◆ **AIM**: Copy the records below verbatim, starting at their first line and stopping after the line that contains "[58,116,137,342]", with that line included.

◆ **DATA SUPPLIED**:
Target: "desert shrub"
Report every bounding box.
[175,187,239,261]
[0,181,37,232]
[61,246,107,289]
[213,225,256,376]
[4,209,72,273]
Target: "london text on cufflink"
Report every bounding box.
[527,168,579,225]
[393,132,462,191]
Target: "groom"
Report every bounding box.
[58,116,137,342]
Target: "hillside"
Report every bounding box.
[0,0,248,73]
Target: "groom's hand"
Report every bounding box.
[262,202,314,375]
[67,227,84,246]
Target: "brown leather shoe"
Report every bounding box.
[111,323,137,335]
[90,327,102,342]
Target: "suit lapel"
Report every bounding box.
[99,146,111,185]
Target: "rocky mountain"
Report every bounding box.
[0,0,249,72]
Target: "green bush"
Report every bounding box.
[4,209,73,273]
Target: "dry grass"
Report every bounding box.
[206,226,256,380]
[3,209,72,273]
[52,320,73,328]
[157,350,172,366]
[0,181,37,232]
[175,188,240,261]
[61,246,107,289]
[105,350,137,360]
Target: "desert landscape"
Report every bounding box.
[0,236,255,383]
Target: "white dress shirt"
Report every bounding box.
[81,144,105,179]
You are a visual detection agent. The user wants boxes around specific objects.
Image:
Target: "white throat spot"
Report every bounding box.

◆ **RESULT OF THE TASK**:
Target: "desert shrub"
Report every bounding box.
[175,187,239,261]
[0,181,37,232]
[61,246,107,289]
[213,225,256,376]
[4,209,72,273]
Target: "london text on cufflink"
Report every bounding box.
[527,168,579,225]
[393,132,462,191]
Target: "groom"
Report every bounding box.
[58,116,137,342]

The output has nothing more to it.